WORK TO COMPLETE —
Write the entries out exactly. Any images they hold stay out of the copy.

Saved entries
++++

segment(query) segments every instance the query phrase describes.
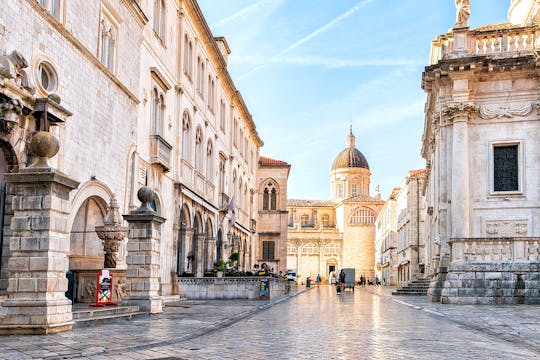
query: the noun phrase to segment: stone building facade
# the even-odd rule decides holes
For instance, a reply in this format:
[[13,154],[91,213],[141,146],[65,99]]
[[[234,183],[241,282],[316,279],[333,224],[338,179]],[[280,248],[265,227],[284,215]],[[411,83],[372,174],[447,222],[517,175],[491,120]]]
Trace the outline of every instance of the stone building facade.
[[400,188],[394,188],[375,220],[375,268],[383,285],[397,286],[397,218],[396,201]]
[[302,278],[355,268],[375,278],[375,219],[383,202],[370,196],[371,172],[352,129],[330,172],[331,200],[289,199],[287,267]]
[[504,24],[467,18],[432,42],[422,78],[428,295],[538,303],[539,4],[511,1]]
[[266,264],[275,274],[287,272],[287,182],[291,165],[269,157],[259,157],[257,265]]
[[396,265],[398,286],[424,277],[424,183],[425,169],[409,171],[405,185],[396,195],[397,241]]
[[[202,276],[233,252],[238,268],[252,267],[263,143],[227,72],[229,53],[195,0],[7,0],[0,296],[13,312],[0,316],[0,328],[69,328],[64,292],[74,286],[74,301],[94,301],[96,274],[107,265],[107,241],[95,229],[116,226],[121,235],[118,214],[129,214],[131,235],[108,254],[117,301],[134,284],[147,299],[175,296],[177,276]],[[51,134],[57,154],[40,149],[54,143]],[[151,190],[144,211],[143,186]],[[31,298],[40,299],[42,318],[14,323],[9,314]],[[149,311],[159,311],[152,301]],[[53,305],[60,315],[50,315]]]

++++

FINAL ANSWER —
segment(query) segments every instance the query phrase describes.
query: the noun phrase to segment: stone building facade
# the even-odd rule decides holes
For instance, a reply in this format:
[[13,154],[91,213],[141,146],[65,99]]
[[[234,183],[241,282],[316,279],[333,224],[338,179]],[[280,248],[265,227],[284,215]],[[411,83],[372,174],[447,222],[517,175],[491,120]]]
Trace the outline of every instance of the stone building facade.
[[400,188],[394,188],[375,220],[375,268],[383,285],[397,286],[397,218],[396,201]]
[[302,278],[355,268],[375,278],[375,219],[383,202],[370,196],[371,172],[352,129],[330,172],[331,200],[289,199],[287,267]]
[[504,24],[467,18],[432,42],[422,78],[428,295],[538,303],[539,4],[511,1]]
[[266,264],[275,274],[287,272],[287,182],[291,165],[269,157],[259,157],[257,265]]
[[396,265],[398,286],[424,277],[424,183],[425,169],[409,171],[405,185],[396,195],[397,241]]
[[[202,276],[233,252],[238,268],[252,267],[263,143],[227,72],[229,53],[195,0],[7,0],[0,296],[13,312],[0,316],[0,328],[69,328],[64,292],[74,286],[74,301],[94,301],[96,274],[107,265],[107,241],[95,229],[116,226],[121,235],[118,214],[129,214],[131,235],[108,254],[117,301],[134,284],[147,299],[175,296],[177,276]],[[51,134],[57,154],[40,149],[54,143]],[[151,190],[144,211],[143,186]],[[31,298],[40,299],[42,318],[14,323],[9,314]],[[149,311],[159,311],[152,301]],[[53,305],[60,315],[50,315]]]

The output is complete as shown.